## Begin

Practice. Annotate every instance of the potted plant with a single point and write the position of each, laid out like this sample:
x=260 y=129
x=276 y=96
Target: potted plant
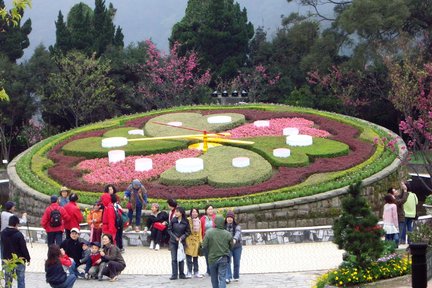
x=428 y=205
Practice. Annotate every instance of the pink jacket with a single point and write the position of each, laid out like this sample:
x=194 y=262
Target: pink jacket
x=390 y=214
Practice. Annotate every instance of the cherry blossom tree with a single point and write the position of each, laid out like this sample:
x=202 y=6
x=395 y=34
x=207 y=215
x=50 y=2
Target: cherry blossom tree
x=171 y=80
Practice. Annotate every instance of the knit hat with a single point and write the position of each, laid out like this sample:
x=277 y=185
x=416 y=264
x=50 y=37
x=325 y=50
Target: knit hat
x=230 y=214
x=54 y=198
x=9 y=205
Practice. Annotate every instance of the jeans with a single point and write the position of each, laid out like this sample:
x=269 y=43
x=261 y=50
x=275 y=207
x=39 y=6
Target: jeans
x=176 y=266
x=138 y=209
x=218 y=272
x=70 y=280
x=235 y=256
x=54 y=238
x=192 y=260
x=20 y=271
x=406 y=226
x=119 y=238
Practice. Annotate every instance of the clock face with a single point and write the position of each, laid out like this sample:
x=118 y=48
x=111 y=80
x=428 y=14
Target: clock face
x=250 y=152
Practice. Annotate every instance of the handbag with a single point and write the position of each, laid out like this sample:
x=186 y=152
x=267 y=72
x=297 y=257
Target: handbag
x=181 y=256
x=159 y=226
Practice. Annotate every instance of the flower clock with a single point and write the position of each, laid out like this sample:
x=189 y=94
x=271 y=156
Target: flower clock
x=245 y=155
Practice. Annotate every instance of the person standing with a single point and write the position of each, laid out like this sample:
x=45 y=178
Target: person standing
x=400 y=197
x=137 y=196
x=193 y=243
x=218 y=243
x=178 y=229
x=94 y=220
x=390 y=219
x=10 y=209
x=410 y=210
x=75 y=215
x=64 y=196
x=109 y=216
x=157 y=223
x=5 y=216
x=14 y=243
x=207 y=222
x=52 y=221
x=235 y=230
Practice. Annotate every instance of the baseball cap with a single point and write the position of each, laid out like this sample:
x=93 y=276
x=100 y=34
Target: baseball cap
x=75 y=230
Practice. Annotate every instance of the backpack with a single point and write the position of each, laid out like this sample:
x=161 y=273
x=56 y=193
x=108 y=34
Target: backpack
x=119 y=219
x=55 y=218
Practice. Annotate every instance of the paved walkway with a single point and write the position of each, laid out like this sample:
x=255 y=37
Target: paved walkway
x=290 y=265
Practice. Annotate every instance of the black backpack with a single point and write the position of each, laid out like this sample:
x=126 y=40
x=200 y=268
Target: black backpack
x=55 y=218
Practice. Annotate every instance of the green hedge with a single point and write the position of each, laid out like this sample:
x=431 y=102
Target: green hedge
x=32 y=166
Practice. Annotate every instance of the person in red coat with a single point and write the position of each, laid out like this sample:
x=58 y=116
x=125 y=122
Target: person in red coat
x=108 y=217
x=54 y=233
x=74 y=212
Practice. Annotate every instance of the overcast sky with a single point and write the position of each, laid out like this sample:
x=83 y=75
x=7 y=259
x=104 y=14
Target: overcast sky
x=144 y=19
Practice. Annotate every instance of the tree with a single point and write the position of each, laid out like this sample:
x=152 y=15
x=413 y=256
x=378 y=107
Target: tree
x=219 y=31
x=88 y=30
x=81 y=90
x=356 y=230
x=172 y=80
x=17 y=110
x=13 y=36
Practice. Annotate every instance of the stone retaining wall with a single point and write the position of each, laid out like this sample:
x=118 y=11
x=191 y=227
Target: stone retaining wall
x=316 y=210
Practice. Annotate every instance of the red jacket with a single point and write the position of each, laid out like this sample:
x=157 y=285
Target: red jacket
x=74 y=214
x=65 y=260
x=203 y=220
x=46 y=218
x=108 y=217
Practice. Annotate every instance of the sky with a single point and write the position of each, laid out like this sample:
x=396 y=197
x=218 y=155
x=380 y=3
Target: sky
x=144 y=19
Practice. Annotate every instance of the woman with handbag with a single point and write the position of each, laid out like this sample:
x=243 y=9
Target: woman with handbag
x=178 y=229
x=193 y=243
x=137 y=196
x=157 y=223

## End
## Begin

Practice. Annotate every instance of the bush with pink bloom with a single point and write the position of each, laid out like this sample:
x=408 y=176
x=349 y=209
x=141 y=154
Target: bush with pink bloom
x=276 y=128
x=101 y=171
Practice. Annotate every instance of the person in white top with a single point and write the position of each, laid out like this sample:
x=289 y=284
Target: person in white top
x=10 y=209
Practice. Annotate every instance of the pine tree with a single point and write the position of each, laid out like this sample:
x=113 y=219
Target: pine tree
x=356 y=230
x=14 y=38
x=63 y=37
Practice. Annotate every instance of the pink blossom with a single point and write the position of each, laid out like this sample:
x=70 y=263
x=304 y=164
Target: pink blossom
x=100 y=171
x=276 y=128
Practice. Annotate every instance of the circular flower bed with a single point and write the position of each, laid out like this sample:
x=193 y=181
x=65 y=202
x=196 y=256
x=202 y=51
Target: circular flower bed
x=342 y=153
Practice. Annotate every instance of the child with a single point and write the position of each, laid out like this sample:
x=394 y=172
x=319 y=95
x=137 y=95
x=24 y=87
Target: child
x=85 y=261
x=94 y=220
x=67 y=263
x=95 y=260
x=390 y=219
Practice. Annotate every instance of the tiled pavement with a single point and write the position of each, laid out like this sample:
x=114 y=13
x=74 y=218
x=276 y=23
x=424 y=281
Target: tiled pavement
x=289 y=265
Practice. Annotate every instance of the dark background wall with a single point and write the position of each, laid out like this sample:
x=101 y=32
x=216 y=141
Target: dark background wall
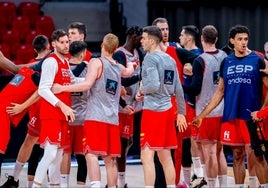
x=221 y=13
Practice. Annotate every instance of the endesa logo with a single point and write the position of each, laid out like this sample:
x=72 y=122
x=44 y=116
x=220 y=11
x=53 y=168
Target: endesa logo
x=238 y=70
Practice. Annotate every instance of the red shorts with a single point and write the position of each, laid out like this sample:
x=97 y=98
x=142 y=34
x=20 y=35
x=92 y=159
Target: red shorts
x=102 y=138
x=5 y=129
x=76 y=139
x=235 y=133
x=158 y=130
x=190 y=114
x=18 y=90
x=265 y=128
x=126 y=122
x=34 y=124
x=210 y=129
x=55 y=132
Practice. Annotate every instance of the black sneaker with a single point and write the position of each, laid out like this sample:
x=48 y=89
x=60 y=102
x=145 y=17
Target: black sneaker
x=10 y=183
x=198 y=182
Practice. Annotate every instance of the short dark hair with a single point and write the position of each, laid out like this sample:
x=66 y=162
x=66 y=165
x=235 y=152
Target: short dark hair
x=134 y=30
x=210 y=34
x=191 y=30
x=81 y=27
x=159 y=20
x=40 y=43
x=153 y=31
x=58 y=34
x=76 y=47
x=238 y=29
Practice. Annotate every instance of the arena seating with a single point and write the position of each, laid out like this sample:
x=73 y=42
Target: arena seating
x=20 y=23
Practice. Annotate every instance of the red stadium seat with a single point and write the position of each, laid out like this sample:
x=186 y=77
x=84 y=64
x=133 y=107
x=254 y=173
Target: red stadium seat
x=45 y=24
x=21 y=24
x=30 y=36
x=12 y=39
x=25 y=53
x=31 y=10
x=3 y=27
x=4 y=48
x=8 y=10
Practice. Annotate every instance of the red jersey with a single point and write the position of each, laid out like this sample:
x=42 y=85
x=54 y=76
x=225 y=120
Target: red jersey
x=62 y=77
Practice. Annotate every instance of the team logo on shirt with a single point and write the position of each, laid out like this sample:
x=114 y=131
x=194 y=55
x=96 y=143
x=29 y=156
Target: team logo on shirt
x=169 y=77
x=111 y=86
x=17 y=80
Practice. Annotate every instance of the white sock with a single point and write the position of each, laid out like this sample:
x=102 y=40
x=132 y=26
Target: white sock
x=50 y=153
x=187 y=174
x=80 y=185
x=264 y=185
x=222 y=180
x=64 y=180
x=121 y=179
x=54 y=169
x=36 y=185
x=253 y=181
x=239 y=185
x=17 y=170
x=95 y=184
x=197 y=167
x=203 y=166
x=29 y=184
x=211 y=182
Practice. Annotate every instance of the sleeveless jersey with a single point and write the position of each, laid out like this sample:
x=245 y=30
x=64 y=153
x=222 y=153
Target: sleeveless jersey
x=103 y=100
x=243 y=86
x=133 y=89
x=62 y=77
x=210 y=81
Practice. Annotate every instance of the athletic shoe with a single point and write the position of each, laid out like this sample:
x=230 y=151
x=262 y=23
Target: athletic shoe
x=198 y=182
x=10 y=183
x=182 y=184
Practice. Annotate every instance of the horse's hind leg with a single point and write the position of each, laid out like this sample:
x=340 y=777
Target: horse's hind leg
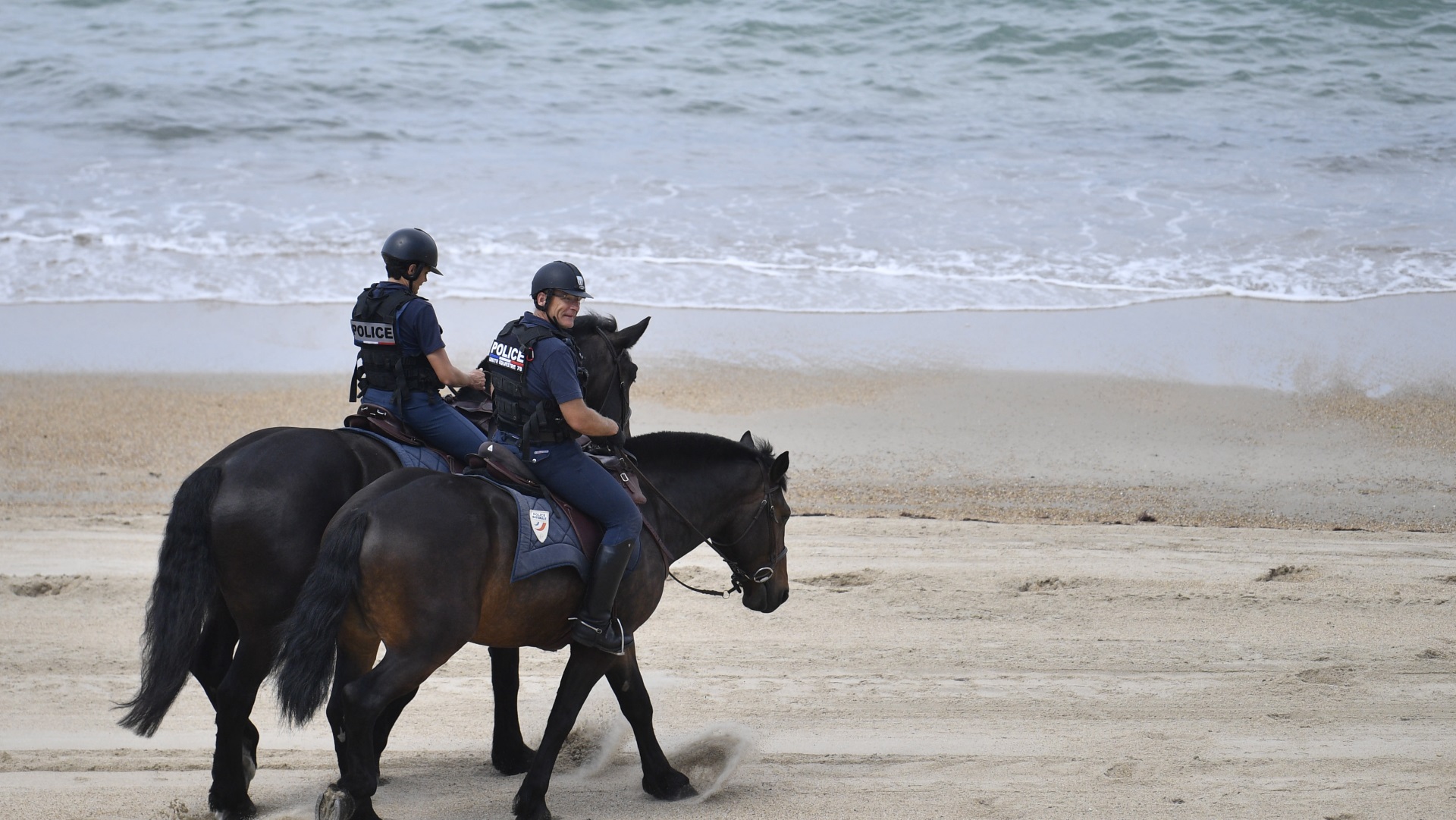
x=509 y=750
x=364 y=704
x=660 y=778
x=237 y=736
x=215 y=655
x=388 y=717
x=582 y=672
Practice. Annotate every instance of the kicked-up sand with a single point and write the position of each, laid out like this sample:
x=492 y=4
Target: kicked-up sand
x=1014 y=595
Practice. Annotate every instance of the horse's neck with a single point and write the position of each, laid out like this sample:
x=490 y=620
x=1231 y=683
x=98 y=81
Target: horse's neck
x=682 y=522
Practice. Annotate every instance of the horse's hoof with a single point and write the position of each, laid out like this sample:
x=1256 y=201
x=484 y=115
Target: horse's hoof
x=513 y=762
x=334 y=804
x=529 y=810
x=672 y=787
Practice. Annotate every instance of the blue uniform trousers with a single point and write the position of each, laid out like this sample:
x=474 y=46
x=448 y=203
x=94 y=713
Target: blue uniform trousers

## End
## Begin

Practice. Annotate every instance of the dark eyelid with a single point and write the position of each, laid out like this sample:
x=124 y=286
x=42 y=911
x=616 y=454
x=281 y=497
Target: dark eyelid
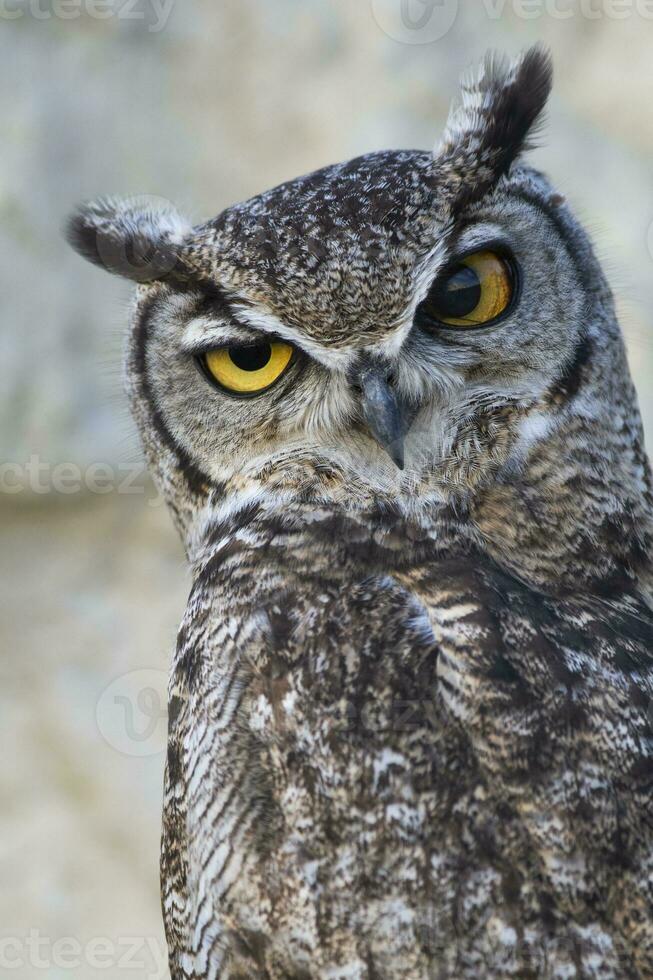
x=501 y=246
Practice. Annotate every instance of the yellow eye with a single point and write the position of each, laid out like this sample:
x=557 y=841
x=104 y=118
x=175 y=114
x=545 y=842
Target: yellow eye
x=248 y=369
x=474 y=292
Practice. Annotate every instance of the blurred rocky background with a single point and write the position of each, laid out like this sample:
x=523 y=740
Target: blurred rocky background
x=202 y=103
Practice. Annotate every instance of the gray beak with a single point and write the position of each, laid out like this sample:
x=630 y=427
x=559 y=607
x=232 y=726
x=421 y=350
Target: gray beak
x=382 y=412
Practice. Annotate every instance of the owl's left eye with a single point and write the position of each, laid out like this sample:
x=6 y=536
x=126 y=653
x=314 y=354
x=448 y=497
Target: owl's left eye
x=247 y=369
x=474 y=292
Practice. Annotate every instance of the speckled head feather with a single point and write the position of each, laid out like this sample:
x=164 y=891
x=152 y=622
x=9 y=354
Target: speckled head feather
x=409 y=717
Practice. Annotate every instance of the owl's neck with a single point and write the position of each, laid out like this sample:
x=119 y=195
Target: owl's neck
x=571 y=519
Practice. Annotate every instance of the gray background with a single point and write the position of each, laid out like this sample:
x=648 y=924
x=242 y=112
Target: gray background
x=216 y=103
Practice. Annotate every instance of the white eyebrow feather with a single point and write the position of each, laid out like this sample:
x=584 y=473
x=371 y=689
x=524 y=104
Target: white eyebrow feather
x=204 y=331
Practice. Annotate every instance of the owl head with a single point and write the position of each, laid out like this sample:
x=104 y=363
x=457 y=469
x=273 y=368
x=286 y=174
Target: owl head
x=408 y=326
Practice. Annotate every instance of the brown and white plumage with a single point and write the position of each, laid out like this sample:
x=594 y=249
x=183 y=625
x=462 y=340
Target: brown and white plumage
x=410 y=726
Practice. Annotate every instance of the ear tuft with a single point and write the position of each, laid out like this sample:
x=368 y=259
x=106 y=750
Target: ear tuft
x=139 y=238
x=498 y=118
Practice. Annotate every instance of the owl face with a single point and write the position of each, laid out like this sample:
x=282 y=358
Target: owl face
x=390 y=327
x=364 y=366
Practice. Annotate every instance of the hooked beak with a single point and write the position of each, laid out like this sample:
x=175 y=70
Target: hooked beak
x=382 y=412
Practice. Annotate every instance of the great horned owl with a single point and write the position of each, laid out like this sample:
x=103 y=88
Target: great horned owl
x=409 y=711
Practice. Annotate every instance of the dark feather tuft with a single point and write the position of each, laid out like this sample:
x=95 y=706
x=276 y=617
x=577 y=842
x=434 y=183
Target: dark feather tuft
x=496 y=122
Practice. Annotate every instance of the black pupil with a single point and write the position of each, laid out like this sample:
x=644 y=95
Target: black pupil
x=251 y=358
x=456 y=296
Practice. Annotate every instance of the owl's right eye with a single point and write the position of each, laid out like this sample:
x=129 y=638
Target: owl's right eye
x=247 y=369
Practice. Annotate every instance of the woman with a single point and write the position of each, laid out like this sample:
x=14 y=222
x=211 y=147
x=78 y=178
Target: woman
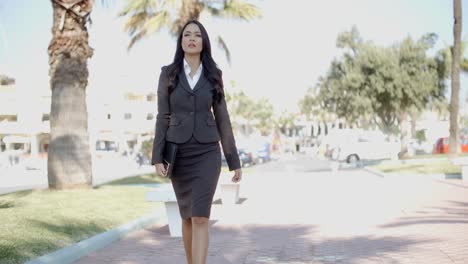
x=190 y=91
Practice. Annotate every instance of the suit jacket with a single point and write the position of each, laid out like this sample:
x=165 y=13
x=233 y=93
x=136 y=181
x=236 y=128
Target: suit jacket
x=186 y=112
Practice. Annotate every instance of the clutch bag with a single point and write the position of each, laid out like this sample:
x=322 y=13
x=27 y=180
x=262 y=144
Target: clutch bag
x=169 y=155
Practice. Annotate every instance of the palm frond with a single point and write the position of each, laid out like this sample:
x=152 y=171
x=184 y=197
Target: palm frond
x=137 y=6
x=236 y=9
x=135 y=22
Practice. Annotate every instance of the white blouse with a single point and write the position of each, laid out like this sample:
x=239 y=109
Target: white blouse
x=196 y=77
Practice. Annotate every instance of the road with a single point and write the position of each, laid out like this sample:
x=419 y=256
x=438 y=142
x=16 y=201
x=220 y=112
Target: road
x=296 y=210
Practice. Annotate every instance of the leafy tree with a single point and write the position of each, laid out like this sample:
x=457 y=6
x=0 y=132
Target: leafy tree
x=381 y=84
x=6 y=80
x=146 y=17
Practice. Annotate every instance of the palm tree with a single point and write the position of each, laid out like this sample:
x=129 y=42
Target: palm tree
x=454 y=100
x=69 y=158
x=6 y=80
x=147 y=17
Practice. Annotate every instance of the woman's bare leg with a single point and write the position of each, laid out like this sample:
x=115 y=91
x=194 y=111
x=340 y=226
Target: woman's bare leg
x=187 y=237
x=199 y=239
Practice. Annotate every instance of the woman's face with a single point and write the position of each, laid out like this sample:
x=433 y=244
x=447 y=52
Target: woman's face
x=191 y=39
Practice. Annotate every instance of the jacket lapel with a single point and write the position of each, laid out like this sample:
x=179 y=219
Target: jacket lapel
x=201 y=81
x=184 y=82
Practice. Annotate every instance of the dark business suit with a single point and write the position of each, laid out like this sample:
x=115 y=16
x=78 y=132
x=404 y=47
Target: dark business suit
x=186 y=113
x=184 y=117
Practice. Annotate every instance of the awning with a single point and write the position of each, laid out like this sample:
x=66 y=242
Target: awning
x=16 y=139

## End

Problem statement
Starting with the line that contains "Practice. Annotate every instance of the jacket" and going on through the line that contains "x=184 y=117", write those lines out again, swapping "business suit" for "formal suit" and leaving everything else unchanged.

Written solution
Practice. Annotate every instance of the jacket lapel with a single point and write the position of each, laid out like this sample:
x=179 y=219
Target: jacket lapel
x=201 y=81
x=184 y=82
Practice. Annotate every instance of the dark formal suit with a single point and write the position of each, laid out like this sample:
x=115 y=16
x=78 y=132
x=404 y=47
Target: dark formal suit
x=186 y=113
x=184 y=117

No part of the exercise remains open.